╔══

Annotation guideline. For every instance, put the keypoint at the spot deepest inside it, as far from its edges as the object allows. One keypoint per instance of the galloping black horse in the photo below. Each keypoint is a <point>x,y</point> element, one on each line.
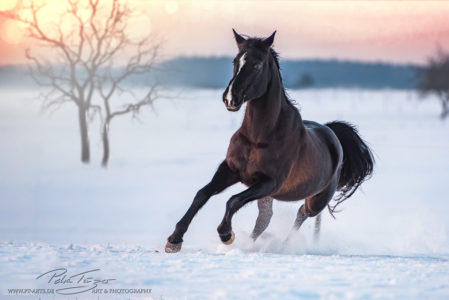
<point>275,153</point>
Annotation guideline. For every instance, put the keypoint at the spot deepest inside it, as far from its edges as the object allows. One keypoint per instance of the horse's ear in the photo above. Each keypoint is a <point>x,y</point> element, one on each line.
<point>239,39</point>
<point>269,40</point>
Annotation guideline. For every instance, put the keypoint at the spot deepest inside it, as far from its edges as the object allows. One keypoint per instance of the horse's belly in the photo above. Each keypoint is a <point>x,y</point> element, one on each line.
<point>296,192</point>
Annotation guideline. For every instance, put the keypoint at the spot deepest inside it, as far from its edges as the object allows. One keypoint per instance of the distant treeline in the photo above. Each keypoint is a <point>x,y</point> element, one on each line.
<point>215,72</point>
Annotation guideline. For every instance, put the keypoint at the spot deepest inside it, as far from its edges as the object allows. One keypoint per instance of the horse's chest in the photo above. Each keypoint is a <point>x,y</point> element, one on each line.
<point>247,159</point>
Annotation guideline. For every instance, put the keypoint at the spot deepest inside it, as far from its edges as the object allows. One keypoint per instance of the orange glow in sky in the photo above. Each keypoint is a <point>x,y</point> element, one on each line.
<point>397,31</point>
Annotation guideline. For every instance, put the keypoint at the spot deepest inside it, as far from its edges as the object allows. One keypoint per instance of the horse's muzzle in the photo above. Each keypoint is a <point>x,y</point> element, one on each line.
<point>232,105</point>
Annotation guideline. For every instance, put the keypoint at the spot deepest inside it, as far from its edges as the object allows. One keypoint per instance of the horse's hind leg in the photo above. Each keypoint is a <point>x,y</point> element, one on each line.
<point>314,205</point>
<point>265,206</point>
<point>316,230</point>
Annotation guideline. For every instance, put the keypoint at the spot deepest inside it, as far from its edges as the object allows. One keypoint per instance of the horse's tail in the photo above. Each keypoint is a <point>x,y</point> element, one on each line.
<point>358,160</point>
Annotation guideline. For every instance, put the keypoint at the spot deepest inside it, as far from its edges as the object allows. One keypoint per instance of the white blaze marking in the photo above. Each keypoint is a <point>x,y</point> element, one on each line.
<point>242,61</point>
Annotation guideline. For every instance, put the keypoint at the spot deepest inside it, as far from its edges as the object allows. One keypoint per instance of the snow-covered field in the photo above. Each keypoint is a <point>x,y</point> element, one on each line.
<point>390,240</point>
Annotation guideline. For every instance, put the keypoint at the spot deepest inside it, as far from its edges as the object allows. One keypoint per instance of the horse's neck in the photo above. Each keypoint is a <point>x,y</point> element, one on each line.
<point>262,114</point>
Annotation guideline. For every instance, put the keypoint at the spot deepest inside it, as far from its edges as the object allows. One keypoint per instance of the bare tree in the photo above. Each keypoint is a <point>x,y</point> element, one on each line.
<point>434,79</point>
<point>85,58</point>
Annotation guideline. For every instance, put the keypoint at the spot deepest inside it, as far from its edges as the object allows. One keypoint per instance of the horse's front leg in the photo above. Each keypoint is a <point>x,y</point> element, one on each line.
<point>265,206</point>
<point>262,189</point>
<point>223,178</point>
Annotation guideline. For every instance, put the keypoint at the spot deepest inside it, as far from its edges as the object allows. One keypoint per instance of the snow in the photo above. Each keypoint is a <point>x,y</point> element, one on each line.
<point>390,240</point>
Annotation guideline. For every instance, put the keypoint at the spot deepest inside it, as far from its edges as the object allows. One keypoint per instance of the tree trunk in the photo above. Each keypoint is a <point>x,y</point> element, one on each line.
<point>445,103</point>
<point>105,138</point>
<point>85,149</point>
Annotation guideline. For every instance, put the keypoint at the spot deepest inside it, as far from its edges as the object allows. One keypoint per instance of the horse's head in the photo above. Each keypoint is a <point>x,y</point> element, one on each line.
<point>252,72</point>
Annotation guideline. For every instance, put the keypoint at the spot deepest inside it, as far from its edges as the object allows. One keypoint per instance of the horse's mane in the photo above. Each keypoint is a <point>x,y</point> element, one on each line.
<point>275,56</point>
<point>258,43</point>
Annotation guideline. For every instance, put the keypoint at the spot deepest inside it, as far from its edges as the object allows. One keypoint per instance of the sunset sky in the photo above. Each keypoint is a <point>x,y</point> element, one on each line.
<point>391,31</point>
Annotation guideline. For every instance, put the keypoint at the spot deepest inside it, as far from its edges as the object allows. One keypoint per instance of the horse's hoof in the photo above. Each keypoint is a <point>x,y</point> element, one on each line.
<point>172,248</point>
<point>230,240</point>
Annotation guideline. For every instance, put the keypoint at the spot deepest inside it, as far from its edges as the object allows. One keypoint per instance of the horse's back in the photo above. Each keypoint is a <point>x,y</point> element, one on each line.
<point>316,165</point>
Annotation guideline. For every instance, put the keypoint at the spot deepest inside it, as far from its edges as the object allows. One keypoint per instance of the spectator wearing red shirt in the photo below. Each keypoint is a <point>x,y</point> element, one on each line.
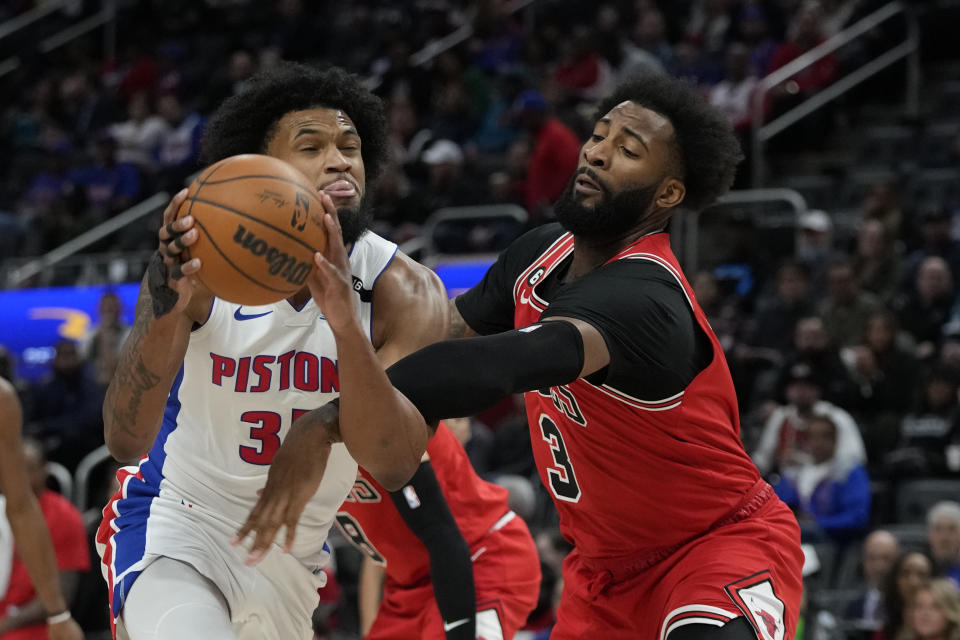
<point>554,154</point>
<point>22,616</point>
<point>805,33</point>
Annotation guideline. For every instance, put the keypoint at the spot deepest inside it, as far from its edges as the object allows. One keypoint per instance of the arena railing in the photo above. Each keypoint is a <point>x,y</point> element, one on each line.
<point>19,275</point>
<point>909,48</point>
<point>686,234</point>
<point>434,48</point>
<point>105,18</point>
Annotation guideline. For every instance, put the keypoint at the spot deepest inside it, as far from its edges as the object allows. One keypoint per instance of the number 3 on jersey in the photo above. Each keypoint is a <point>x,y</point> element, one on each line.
<point>266,429</point>
<point>563,481</point>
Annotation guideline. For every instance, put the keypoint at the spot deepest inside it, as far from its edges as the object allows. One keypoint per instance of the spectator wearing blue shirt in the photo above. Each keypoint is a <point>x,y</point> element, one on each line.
<point>831,496</point>
<point>106,187</point>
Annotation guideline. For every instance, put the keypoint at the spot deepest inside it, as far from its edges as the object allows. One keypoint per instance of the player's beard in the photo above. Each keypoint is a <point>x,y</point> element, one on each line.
<point>612,216</point>
<point>355,220</point>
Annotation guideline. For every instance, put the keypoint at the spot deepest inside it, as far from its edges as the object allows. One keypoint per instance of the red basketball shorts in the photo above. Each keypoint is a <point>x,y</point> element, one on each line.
<point>506,577</point>
<point>749,568</point>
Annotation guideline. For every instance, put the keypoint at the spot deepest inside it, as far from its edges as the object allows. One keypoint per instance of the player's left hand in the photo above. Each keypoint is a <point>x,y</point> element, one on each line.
<point>331,283</point>
<point>66,630</point>
<point>294,477</point>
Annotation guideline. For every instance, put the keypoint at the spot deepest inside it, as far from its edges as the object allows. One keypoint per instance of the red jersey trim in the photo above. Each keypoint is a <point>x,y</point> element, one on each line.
<point>645,405</point>
<point>694,614</point>
<point>546,260</point>
<point>663,263</point>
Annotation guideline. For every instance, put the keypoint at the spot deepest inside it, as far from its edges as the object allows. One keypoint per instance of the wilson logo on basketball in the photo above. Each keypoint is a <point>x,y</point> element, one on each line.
<point>282,264</point>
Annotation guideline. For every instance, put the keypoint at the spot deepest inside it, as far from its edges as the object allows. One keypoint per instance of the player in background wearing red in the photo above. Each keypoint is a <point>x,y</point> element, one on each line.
<point>454,561</point>
<point>631,407</point>
<point>22,609</point>
<point>34,549</point>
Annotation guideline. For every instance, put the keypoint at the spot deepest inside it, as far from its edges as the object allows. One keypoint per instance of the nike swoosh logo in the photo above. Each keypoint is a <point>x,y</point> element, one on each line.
<point>243,316</point>
<point>456,623</point>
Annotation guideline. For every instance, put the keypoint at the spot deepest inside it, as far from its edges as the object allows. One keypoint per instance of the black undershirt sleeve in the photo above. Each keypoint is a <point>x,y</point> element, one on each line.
<point>655,344</point>
<point>425,511</point>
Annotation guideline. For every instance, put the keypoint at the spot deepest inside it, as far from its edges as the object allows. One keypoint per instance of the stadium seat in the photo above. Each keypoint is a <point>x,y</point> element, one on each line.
<point>454,230</point>
<point>59,477</point>
<point>848,574</point>
<point>827,556</point>
<point>858,184</point>
<point>888,146</point>
<point>915,497</point>
<point>910,536</point>
<point>948,99</point>
<point>819,191</point>
<point>936,144</point>
<point>933,187</point>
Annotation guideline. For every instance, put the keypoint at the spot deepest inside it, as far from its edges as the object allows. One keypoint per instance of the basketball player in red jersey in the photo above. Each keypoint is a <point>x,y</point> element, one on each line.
<point>458,563</point>
<point>631,406</point>
<point>25,522</point>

╚══

Change "photo" to "image" in the lines from the start through the line containing "<point>269,40</point>", and give those lines again with nothing else altered. Leave the pictures out.

Annotation guideline. For every instance, put the keypoint at the spot deepest inside it, as far from its edges as the object allows. One keypoint per instance of the galloping black horse in the image below. Each keypoint is a <point>x,y</point> element, one on each line.
<point>275,153</point>
Annotation guideline. For every instance, put the keypoint at the spot deepest inside it, as far from its edges as the object allows. One keypoint per instance of the horse's ear in the image above. Each keypoint is a <point>x,y</point> element, one on each line.
<point>239,39</point>
<point>269,40</point>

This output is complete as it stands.